• [Region pointing data]

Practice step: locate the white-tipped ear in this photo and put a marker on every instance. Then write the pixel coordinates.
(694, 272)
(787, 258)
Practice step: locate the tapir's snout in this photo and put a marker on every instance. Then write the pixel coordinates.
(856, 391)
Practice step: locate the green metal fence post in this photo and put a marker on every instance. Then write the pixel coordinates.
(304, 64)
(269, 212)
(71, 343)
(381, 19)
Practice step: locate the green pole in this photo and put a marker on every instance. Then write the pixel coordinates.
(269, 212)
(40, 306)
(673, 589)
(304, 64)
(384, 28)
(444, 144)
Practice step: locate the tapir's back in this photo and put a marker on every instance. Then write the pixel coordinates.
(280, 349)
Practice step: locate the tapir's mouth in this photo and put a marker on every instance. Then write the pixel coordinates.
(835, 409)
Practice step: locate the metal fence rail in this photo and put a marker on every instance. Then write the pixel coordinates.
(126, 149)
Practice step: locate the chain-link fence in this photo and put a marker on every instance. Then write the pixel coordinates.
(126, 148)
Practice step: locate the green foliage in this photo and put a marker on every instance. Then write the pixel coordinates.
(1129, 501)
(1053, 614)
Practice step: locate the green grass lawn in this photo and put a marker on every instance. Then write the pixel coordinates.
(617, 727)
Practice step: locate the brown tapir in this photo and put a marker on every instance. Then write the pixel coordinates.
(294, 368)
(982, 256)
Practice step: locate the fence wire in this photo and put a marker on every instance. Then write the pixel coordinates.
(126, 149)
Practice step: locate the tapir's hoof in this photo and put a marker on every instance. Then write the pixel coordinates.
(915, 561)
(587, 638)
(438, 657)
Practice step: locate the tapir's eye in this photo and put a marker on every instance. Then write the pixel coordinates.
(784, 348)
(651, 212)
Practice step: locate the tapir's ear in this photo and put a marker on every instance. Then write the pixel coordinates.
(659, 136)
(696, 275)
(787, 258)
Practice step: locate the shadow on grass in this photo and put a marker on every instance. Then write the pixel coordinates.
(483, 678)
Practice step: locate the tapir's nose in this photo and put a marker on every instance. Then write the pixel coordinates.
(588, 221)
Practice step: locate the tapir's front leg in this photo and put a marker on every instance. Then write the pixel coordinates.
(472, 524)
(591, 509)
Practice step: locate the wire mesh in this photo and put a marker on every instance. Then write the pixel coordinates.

• [Instructions to follow] The data should be transcribed exactly, line for line.

• [Solution to this task]
Practice step: locate the white-tipped ear in this photo and put a marker on every instance. Then write the pixel coordinates.
(694, 272)
(787, 258)
Practice step: locate the tapir's snout in this photo and put a marker on every instance. Then write the pixel coordinates.
(856, 391)
Practice step: locate the green metal fence post in this photo and put a marker on every instance. Then write the pixel coordinates.
(304, 64)
(269, 212)
(71, 343)
(381, 19)
Practice step: locate the green pole in this photo and put a marker on every instance. Then write the pixel coordinates.
(269, 212)
(40, 306)
(673, 589)
(304, 64)
(384, 28)
(444, 144)
Practice step: locate the tapir's back in this photo and put a marker on every instance. Then write the pixel coordinates.
(280, 349)
Practice step: locate the tapir's mouth in this photo and put a marker on every instance. Then write the pixel coordinates.
(835, 409)
Practice step: locate the metal fence rail in this photo and put a marker on every instance. Then write the pixel coordinates.
(126, 149)
Practice step: locate the chain-link fence in this photo and put a marker on every instance. Then write the pixel coordinates.
(126, 148)
Practice step: locate the green foliage in this photo and put a marker on every instance. Then write the pixel coordinates.
(1129, 501)
(1053, 614)
Practice step: locate the green grass lawn in this photo and put a marker on every instance. Then write the pixel coordinates.
(617, 727)
Practice step: locate the brown tapir in this photo and put a marker on every instance. Then write the pixel coordinates.
(294, 368)
(982, 256)
Practice step: locate the fence wire in this photo and put a marker on every instance. Then write the pixel coordinates.
(126, 149)
Practice step: locate the tapir's hoof in this photo and put a marker on every instance. Then write the pixel coordinates.
(915, 561)
(587, 638)
(438, 657)
Practice step: locate the tapir's eye in this photo and put a marker on every instance. Then write the pixel coordinates.
(784, 348)
(651, 212)
Practice step: locate the tapir's ear in this photo and put a marker on every instance. Then write the pixel coordinates.
(659, 136)
(696, 275)
(787, 258)
Practice step: locate the shadow on grass in this photo and put a marker on every instance. Then write the pixel coordinates.
(483, 678)
Practice step: locate the tapir's nose in this photo and put a marker on every instance. Then write the pixel coordinates.
(588, 221)
Practice step: locate the tapir's front leg in this photo and put a marker on every instance. Then write the pixel coordinates.
(472, 524)
(591, 509)
Practice step: locate the wire mesh in this photo and put a marker on every instance. Then write the pixel coordinates.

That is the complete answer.